The records below are to be duplicated character for character.

Source records
◆ ◆ ◆ ◆ ◆
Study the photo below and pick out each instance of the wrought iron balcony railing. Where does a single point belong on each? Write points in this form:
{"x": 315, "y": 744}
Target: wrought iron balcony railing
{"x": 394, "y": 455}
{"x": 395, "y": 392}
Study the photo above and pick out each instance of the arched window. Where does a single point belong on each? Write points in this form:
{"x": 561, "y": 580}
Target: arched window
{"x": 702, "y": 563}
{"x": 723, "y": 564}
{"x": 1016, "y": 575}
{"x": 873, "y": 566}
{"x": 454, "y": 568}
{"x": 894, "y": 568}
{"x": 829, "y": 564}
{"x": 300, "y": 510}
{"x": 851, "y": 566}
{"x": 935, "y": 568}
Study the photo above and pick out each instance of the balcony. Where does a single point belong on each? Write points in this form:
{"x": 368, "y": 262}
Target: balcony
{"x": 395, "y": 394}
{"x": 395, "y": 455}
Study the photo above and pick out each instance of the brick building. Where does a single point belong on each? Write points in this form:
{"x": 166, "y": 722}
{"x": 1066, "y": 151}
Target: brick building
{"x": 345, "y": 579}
◆ ◆ ◆ ◆ ◆
● Finished exercise
Study the photo below and pick out each instance of the wrought iron balcony railing. Where does a single point belong on each? Write points in this form:
{"x": 315, "y": 744}
Target: wrought iron balcony railing
{"x": 394, "y": 455}
{"x": 395, "y": 392}
Study the photo above and pick out each instance of the arched window. Where does a single point belong on each? Write points in this form:
{"x": 561, "y": 580}
Target: arched window
{"x": 702, "y": 563}
{"x": 723, "y": 564}
{"x": 1016, "y": 575}
{"x": 873, "y": 566}
{"x": 454, "y": 568}
{"x": 894, "y": 568}
{"x": 829, "y": 564}
{"x": 300, "y": 510}
{"x": 851, "y": 566}
{"x": 935, "y": 568}
Study the photo above and pick out each instance of the balcony. Where does a single point belong on each? Write points in this form:
{"x": 368, "y": 262}
Target: balcony
{"x": 395, "y": 394}
{"x": 395, "y": 455}
Study the photo above and pick out each instance of the brick building. Where does a single point belong on each? Write points in this form:
{"x": 166, "y": 722}
{"x": 1066, "y": 151}
Target: brick building
{"x": 345, "y": 579}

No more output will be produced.